** Opening Selected extract block **

Those are not just better paragraphs. They are workflow rules.

That distinction matters because it is also where I think some spec-driven tools feel slightly the wrong shape. They help you produce more specification material, but the harder problem is enforcing the right behaviour around that material: when to ask a human, when to refuse to build, when to split the work, when to load shared context, when to verify assumptions, and when to update the source of truth.

The backlog is part of the harness

This is also why I have been building Haven, but Haven is not really the point of this article.

The point is the layer it sits in.

I have been building Haven because this is the layer I kept missing: not another place to track tickets after the work is already understood, but a place to turn unclear work into ready work.

Haven is a local-first, AI-native backlog manager. It is for the mess before delivery looks neat: half-formed ideas, evidence, assumptions, decomposition, readiness, and the handoff from "we might do this" to "this is ready for a human or agent to build."

That distinction matters. The problem I keep seeing is not just that specs are weak. It is that backlog quality is weak. A story exists, but nobody has forced the assumptions into the open. A ticket is prioritised, but not ready. A decision happened in chat, but never became durable context. An agent can pick something up, but there is no clear contract for what counts as done.

In Haven, an item cannot really be ready unless it has done_looks_like: a concrete description of what success looks like. If the item needs more than that, the spec carries the scope boundary, constraints, assumptions, and design detail. If several related items share architecture, behaviour, or sequencing, a Context Pack can hold the shared context once rather than letting it fragment across tickets.

I do not want to overclaim this. Haven does not magically solve "the AI ignored the instruction." It reduces the surface area for that failure by moving some instructions out of prose and into gates, routing, and checks.

If an item is not ready, it should not be dispatched. If a shared pack exists, the agent should load it before building. If a claim is unverified, it should be marked and checked. If the work is complete, there should be evidence.

Those are backlog behaviours as much as delivery behaviours. The spec matters, but the workflow around the spec is what gives it teeth.

What changes for agile teams

I do not think user stories disappear. They can still exist in the backlog as planning and prioritisation units. But once work is taken forward for AI-assisted development, the story itself is not enough.

** Closing Selected extract block **
** Opening Excerpted records block **

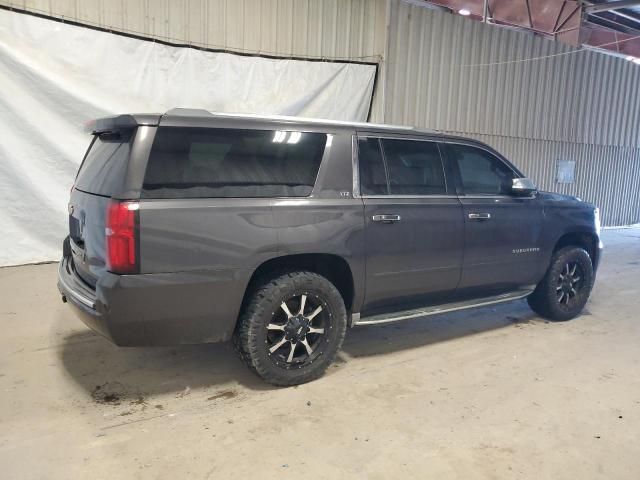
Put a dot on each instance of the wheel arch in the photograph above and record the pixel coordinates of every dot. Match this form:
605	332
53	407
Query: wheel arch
584	239
333	267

** Closing Excerpted records block **

* _Tasks for this exercise_:
• A. In the Haven excerpt, what must an item have before it can really be ready?
• B. Pick up the Haven excerpt after its final sentence and continue writing it.
The records come from a different source than the Haven excerpt.

* _Answer set_:
• A. It must have done_looks_like, a concrete description of what success looks like.

• B.
For a human builder, a story could be a conversation starter. For an AI-assisted delivery loop, it has to become a stronger routing contract. Why does this work exist? What is in scope? What is out of scope? What assumptions need checking? What context matters? What would count as done? How will we verify it?

That is even more important in teams. The next builder may not be the person who heard the original discussion. The reviewer may be looking at a large AI-generated diff without the missing product context. The agent may be working from whatever the harness gave it, not from the nuance everyone assumed was obvious.

So the definition of ready has to become more real. Not heavier for its own sake. More operational.

Ready means the work is bounded enough to build, explicit enough to hand over, and testable enough to verify.

Talk is no longer cheap

Agile did not fail by preferring conversation over documentation. It was reacting to a real problem: documents that were too large, too early, too detached from delivery, and too expensive to maintain. But AI changes the cost model. Conversation that never becomes durable context now creates drag.

So the principle needs updating.

Do not write giant documents for their own sake. Do not bring back the PRD as a sacred object. Do not confuse ceremony with clarity.

But do make intent durable where execution depends on it. Put it somewhere the delivery system can route, check, revise, and enforce.

The next discipline is not bigger documents. It is better backlog thinking: clear intent, close to the work, surrounded by enough harness that the delivery system has to respect it.

Talk is still where thinking starts. It is no longer cheap if it never becomes part of the system.